_EXTRACT TO READ_

United States District Court, D. South Carolina, Aiken Division

May 24, 2018

Maria Davenport, Arnold Davenport, and Demorio Davenport, Plaintiffs,
v.
Goodyear Dunlop Tires North America, Ltd. and the Goodyear Tire and Rubber Company Defendants.

          ORDER AND OPINION

         This matter is before the court pursuant to Plaintiffs Maria Davenport, Arnold Davenport, and Demorio Davenport's (collectively “Plaintiffs”) Motion in Limine (ECF No. 120). Defendants Goodyear Dunlop Tires North America, Ltd. and The Goodyear Tire and Rubber Company's (“Goodyear”) (collectively “Defendants”) filed a response in opposition to Plaintiff's Motion (ECF No. 132). For the reasons set forth below, the court GRANTS IN PART and DENIES IN PART Plaintiffs' Motion in Limine (ECF No. 120).

_ITEMS_
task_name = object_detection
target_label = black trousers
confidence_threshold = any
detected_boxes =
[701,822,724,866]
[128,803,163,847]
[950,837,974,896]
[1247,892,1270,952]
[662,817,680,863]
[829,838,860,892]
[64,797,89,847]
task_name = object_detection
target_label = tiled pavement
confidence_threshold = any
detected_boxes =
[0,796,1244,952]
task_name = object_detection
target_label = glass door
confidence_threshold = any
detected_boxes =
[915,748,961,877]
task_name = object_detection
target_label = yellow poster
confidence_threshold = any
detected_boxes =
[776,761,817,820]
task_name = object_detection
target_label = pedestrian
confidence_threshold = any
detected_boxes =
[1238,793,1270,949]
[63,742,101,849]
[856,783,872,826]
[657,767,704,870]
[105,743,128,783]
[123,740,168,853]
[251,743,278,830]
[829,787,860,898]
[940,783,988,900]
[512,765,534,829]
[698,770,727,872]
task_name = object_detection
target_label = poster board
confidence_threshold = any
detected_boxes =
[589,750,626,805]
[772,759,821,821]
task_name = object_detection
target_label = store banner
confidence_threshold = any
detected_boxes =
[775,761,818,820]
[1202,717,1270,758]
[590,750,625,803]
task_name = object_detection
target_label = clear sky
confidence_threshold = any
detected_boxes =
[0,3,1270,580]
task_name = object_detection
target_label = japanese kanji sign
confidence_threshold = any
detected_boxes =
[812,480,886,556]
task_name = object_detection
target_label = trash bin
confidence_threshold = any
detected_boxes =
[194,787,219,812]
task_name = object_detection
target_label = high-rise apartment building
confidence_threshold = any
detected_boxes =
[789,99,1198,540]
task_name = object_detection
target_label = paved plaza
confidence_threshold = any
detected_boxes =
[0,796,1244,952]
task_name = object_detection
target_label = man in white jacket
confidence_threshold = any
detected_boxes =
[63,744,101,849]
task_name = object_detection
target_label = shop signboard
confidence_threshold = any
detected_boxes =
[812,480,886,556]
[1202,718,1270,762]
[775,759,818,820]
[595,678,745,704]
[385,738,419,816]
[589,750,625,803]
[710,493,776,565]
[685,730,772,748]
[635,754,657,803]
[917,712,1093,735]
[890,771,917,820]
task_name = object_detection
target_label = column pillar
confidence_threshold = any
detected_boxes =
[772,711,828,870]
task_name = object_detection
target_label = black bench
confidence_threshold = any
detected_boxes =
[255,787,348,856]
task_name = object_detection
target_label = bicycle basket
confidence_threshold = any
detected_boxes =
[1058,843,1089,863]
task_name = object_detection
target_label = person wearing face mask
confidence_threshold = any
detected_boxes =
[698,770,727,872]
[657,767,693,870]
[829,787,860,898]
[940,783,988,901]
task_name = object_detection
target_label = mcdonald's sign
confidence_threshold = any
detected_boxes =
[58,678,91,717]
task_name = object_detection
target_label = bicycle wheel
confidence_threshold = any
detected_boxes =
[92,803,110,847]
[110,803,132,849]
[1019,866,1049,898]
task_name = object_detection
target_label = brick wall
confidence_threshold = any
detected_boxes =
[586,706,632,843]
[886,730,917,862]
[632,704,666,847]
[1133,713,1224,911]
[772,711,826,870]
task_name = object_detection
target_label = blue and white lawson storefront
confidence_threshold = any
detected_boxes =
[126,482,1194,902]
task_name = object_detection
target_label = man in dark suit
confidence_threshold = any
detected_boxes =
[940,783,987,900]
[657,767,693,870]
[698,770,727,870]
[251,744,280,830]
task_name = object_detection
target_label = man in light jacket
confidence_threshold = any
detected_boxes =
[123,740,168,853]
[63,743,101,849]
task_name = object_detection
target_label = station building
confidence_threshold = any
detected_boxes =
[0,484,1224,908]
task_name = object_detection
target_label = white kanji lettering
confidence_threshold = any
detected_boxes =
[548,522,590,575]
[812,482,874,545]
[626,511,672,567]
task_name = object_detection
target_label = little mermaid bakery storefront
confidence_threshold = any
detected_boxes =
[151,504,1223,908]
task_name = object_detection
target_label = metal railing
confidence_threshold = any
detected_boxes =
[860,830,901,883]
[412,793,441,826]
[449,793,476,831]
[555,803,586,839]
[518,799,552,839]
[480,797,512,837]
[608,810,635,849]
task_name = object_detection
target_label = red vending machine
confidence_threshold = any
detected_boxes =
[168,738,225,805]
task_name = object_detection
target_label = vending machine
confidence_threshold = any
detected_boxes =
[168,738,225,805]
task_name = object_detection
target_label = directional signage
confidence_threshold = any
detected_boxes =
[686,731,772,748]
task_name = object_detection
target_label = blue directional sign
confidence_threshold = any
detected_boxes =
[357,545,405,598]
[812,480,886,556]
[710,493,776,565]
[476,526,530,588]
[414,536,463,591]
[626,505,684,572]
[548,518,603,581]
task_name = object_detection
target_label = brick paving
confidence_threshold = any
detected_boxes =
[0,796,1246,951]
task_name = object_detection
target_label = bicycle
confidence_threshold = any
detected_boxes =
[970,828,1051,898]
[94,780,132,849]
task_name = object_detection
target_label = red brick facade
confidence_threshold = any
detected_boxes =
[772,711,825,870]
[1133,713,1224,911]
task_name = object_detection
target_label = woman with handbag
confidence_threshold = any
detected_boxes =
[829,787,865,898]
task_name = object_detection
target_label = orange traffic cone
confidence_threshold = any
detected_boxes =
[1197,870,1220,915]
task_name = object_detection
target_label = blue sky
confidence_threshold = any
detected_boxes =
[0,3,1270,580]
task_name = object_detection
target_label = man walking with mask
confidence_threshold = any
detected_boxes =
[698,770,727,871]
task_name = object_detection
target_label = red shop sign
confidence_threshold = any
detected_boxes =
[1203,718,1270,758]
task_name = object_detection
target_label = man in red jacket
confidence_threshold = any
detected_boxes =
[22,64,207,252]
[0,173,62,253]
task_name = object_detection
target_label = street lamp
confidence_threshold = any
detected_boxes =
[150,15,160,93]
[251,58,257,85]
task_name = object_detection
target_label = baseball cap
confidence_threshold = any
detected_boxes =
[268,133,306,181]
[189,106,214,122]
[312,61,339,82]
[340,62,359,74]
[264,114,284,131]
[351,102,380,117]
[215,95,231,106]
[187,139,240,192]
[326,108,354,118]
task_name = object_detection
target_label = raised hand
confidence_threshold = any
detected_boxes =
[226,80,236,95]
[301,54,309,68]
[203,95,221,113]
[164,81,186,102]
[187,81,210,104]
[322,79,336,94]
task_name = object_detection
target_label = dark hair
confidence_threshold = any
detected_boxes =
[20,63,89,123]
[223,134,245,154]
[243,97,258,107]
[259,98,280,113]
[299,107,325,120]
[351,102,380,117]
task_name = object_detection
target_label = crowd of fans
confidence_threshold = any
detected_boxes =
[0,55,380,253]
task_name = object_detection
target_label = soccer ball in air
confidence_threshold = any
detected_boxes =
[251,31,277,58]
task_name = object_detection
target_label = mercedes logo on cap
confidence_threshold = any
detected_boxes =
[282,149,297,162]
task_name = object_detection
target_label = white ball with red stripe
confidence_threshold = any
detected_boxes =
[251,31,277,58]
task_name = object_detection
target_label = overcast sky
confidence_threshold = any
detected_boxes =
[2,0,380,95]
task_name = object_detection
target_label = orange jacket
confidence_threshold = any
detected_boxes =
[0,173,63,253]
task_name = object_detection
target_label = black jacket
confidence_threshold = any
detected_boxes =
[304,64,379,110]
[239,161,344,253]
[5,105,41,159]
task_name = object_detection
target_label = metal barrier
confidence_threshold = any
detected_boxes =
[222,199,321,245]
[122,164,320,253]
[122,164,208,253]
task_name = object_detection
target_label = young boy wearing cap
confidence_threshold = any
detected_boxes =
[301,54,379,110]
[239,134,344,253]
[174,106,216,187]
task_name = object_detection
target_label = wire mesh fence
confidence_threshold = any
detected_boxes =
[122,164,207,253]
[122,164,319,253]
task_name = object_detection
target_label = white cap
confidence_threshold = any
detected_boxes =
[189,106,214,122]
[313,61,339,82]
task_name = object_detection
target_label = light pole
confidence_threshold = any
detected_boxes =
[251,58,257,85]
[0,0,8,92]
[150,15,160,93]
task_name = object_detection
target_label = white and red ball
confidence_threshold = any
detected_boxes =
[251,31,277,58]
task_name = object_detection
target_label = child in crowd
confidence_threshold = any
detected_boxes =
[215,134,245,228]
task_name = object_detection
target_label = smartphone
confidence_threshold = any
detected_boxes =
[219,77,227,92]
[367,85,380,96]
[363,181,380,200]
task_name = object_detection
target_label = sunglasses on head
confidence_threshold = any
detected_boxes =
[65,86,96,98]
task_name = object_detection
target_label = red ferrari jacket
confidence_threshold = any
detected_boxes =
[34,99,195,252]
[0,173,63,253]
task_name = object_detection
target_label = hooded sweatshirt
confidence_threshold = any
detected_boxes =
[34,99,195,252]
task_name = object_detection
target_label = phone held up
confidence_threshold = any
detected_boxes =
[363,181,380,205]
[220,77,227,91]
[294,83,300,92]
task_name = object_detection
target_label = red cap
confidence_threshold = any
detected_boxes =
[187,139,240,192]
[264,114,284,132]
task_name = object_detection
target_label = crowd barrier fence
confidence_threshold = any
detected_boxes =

_TASK OBJECTIVE_
Reproduce everything from "This matter is" down to "Plaintiffs' Motion in Limine (ECF No. 120)." in the court order, switching "Motion in Limine" for "Motion to Exclude". Work only from the court order shown above.

_THE OUTPUT_
This matter is before the court pursuant to Plaintiffs Maria Davenport, Arnold Davenport, and Demorio Davenport's (collectively “Plaintiffs”) Motion to Exclude (ECF No. 120). Defendants Goodyear Dunlop Tires North America, Ltd. and The Goodyear Tire and Rubber Company's (“Goodyear”) (collectively “Defendants”) filed a response in opposition to Plaintiff's Motion (ECF No. 132). For the reasons set forth below, the court GRANTS IN PART and DENIES IN PART Plaintiffs' Motion to Exclude (ECF No. 120).